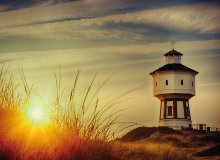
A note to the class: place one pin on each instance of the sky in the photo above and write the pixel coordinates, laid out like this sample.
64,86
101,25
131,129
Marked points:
123,39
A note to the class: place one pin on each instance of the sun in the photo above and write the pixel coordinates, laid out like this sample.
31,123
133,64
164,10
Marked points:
37,116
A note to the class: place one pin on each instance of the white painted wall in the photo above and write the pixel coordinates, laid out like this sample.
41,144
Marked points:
173,59
174,82
180,109
175,123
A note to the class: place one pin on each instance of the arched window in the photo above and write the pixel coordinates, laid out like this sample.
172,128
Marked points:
169,111
181,82
187,111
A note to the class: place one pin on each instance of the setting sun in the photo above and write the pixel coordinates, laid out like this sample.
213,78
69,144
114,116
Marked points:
37,116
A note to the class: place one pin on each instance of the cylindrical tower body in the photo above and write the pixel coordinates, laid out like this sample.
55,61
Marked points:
174,85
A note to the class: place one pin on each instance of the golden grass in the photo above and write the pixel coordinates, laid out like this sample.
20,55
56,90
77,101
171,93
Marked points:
80,128
150,151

▬▬▬

_WORK TO DO_: Rewrite the lines of the records above as a Markdown table with the columns Row and Line, numbering the rows in order and skipping blank lines. Leave the pictures out of the table.

_COMPLETED TASK_:
| Row | Line |
|---|---|
| 1 | A note to the class: place one pin on each instance of the sky in the photo above and write the pixel coordinates, laid out like this sample. |
| 2 | 64,86 |
| 3 | 101,25 |
| 4 | 131,129 |
| 5 | Marked points: |
| 6 | 123,39 |
| 7 | A note to the class: place one pin on each instance of the sun in the photo above and write the pixel coordinates, laid out like this sample. |
| 8 | 31,123 |
| 9 | 133,64 |
| 10 | 164,10 |
| 11 | Marked points: |
| 12 | 37,116 |
| 13 | A note to the class: place one pin on each instance of the white painted wall in the photo above and write the pixel coordinates, laid out like this sample. |
| 14 | 41,144 |
| 15 | Marked points: |
| 16 | 173,59 |
| 17 | 174,82 |
| 18 | 180,109 |
| 19 | 175,123 |
| 20 | A note to the class: place one pin on each instance of the arched window in the photo above and write the pixel coordinates, laid out like this sample. |
| 21 | 172,128 |
| 22 | Marked points: |
| 23 | 169,111 |
| 24 | 181,82 |
| 25 | 187,111 |
| 26 | A note to the class: place one pin on each instance of the setting sun in the photo above and write the pixel coordinates, laid out like this sample. |
| 27 | 213,78 |
| 28 | 69,144 |
| 29 | 114,116 |
| 30 | Marked points: |
| 31 | 37,116 |
| 32 | A note to the class: place one pin on each instance of the cylindrical tower body in the photo above and write the pixel coordinates, laid out like this sample. |
| 33 | 55,61 |
| 34 | Marked points: |
| 35 | 174,85 |
| 36 | A note to the class: place one pin on each instance of the golden grass in the photo above and write the pixel coordinates, laid out like this sample. |
| 37 | 20,55 |
| 38 | 56,90 |
| 39 | 77,101 |
| 40 | 171,93 |
| 41 | Marked points: |
| 42 | 80,128 |
| 43 | 150,151 |